Activity | How many lines below contain the string "clicks"? Reply with the number only.

+ + +

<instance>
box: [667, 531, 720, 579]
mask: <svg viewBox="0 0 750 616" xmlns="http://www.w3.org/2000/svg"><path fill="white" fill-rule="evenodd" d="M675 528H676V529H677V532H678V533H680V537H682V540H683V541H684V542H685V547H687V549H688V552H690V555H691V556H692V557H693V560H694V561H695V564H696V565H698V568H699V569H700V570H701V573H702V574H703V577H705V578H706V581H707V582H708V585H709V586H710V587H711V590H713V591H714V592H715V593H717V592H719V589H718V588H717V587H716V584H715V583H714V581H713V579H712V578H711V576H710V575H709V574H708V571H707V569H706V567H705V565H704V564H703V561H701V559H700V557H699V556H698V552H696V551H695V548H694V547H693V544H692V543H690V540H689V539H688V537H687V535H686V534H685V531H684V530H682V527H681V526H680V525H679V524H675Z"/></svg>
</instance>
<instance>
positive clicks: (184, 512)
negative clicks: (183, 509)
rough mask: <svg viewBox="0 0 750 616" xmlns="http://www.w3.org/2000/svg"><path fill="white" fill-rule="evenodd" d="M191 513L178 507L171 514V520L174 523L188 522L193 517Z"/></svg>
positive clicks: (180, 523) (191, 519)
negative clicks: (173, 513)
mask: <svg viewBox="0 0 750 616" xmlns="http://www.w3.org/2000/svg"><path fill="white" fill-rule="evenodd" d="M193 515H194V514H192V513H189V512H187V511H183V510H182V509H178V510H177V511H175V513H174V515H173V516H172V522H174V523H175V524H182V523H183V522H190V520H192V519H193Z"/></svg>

+ + +

Output of the exercise | 4